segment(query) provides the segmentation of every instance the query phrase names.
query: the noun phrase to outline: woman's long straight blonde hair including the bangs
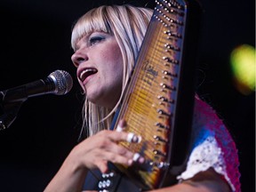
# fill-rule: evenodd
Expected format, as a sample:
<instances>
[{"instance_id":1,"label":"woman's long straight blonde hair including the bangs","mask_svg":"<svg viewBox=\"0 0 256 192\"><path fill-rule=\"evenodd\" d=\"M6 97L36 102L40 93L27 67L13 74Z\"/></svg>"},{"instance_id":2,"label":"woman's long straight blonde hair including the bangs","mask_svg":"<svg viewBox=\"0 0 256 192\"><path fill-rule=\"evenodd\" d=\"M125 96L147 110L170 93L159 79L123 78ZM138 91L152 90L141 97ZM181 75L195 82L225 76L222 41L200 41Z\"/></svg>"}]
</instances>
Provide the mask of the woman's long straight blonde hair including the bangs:
<instances>
[{"instance_id":1,"label":"woman's long straight blonde hair including the bangs","mask_svg":"<svg viewBox=\"0 0 256 192\"><path fill-rule=\"evenodd\" d=\"M151 9L134 7L129 4L102 5L86 12L76 21L72 30L71 46L74 50L76 49L76 43L83 36L91 34L93 31L103 31L116 37L124 63L123 88L120 100L140 51L140 45L147 31L152 13ZM100 130L108 129L120 100L116 103L115 108L109 109L95 105L85 98L82 132L92 135ZM85 130L88 132L85 132Z\"/></svg>"}]
</instances>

· · · ·

**Exercise prompt:** Please copy every line of the material that contains the word "query".

**Output of the exercise:**
segment(query) provides the segmentation of every instance the query phrase names.
query: the noun phrase to outline: woman's long straight blonde hair including the bangs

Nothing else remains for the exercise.